====== Dati dell'esercizio
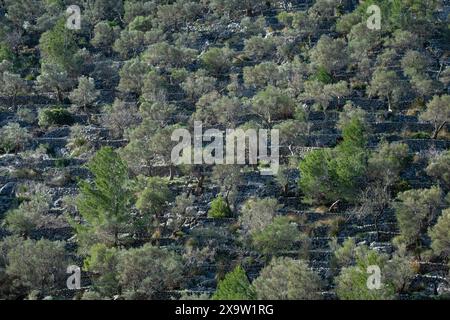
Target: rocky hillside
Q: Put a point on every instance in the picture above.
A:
(86, 178)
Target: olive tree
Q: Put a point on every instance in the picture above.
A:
(438, 113)
(85, 95)
(287, 279)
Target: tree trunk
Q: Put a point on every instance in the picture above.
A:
(437, 130)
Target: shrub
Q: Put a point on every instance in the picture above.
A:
(29, 215)
(38, 265)
(219, 209)
(280, 235)
(257, 214)
(102, 264)
(235, 286)
(287, 279)
(327, 175)
(105, 202)
(440, 234)
(146, 271)
(56, 116)
(13, 137)
(438, 112)
(351, 284)
(415, 210)
(217, 60)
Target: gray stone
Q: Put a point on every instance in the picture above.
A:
============
■ Da fare: Sostituisci "shrub" con "bush" in tutte le voci qui sopra e riscrivile lasciando il resto invariato. Non riportare le immagini.

■ Risultato corretto:
Target: rocky hillside
Q: Put a point on every instance in the picture above.
A:
(86, 178)
Target: olive tree
Q: Put a point on every instance in the picture above.
A:
(438, 113)
(85, 95)
(287, 279)
Target: tree trunk
Q: Put a point on every instance in the picture above.
A:
(437, 130)
Target: bush
Q: Put a point on every instance in the picture above.
A:
(29, 215)
(38, 265)
(219, 209)
(280, 235)
(257, 214)
(102, 264)
(235, 286)
(287, 279)
(327, 175)
(105, 202)
(440, 234)
(146, 271)
(56, 116)
(13, 137)
(438, 112)
(351, 284)
(415, 210)
(217, 60)
Target: gray stone
Q: Put a point on every instance in the picture above.
A:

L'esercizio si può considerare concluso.